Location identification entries

· · · · · · ·

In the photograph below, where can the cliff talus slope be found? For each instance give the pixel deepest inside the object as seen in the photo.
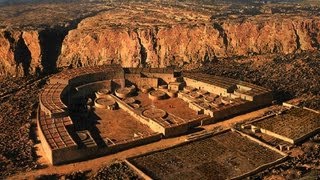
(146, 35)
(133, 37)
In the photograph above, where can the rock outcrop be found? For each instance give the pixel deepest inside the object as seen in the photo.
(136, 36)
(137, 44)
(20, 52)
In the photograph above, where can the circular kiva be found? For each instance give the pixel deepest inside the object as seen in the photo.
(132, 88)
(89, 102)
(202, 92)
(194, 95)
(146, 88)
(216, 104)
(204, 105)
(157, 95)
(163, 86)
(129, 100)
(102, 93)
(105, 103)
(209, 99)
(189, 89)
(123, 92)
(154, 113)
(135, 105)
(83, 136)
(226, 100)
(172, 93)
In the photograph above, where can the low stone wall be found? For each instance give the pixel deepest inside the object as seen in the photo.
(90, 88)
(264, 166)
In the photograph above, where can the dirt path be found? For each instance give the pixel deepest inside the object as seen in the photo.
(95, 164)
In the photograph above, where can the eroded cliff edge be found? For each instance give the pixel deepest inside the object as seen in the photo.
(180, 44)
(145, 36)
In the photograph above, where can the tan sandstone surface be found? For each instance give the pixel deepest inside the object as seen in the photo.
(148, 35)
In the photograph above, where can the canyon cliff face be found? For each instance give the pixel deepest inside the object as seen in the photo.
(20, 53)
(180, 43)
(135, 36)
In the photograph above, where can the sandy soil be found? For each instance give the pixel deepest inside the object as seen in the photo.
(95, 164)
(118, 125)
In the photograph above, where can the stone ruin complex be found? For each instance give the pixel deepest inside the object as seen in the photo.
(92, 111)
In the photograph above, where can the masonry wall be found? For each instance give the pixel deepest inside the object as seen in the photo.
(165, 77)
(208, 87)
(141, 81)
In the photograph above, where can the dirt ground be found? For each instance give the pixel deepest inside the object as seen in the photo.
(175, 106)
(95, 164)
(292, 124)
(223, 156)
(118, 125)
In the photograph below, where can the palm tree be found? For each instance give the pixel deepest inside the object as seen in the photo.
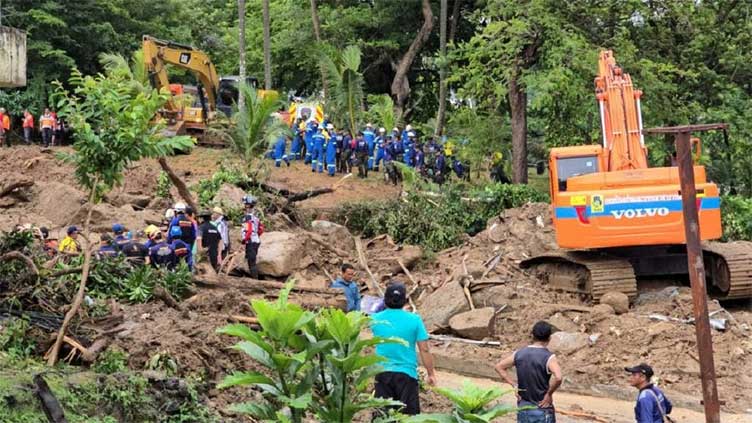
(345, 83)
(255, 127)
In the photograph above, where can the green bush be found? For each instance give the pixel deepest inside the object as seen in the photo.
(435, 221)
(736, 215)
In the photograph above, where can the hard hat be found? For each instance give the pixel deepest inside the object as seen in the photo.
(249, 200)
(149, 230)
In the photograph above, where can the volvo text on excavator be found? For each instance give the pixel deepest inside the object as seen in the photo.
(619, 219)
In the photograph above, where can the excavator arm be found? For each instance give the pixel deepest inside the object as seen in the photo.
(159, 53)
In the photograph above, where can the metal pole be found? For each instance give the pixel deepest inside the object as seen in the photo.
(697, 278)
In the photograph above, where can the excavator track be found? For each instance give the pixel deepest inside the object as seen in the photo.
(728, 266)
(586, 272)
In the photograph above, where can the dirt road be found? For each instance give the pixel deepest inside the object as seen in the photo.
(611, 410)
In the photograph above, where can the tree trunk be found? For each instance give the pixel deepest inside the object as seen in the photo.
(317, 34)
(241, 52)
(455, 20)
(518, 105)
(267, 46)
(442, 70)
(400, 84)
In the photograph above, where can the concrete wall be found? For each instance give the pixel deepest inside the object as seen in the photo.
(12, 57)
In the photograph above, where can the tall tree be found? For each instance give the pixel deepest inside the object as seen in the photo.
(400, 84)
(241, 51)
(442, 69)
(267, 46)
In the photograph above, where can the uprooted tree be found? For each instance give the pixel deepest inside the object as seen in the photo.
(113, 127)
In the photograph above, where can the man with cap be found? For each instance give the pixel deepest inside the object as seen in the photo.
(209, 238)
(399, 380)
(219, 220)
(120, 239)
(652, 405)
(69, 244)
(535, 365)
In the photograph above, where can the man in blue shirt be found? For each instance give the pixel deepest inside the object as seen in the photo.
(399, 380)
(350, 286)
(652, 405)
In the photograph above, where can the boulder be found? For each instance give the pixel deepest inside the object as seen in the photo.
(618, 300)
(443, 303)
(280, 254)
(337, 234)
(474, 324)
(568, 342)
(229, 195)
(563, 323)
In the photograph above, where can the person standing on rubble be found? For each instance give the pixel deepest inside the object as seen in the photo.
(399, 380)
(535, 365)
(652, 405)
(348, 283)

· · · · · · ·

[Task to complete]
Scale the records from the line with "In the photograph above, where can the tall" through the end of the records, repeating every line, requests included. In the answers, multiply each coordinate by 1.75 and round it to a whole number, with halves rounded up.

[Expected answer]
In the photograph above, where can the tall tree be found? For each instance give the pixel deepest inside the object as seen in the photo.
(700, 147)
(422, 89)
(774, 121)
(467, 81)
In the photograph above, where can the uprooted tree be found? For each instance give the pixel deepest inside the object as seen in the photo.
(198, 222)
In the photograph above, where can the man with cap be found? For each instance give the pixel deepest inside the object as seen in the photo.
(366, 417)
(698, 665)
(383, 385)
(210, 418)
(1141, 709)
(121, 427)
(936, 639)
In the photograph above, where can the man in blue shirt be found? For each instance give the pixel deepest inside the object as seen in the photo.
(698, 665)
(613, 501)
(1141, 709)
In the photograph above, where can the boulder be found? For each instance give the pixel deepest inside the object as seen in the photo.
(1082, 525)
(775, 530)
(490, 445)
(590, 410)
(830, 567)
(994, 599)
(401, 341)
(985, 565)
In the photograph above, where can the person standing on rubble be found? For each instance give the pixel deepest inside the object as seen in the photo.
(698, 665)
(936, 639)
(1141, 709)
(609, 495)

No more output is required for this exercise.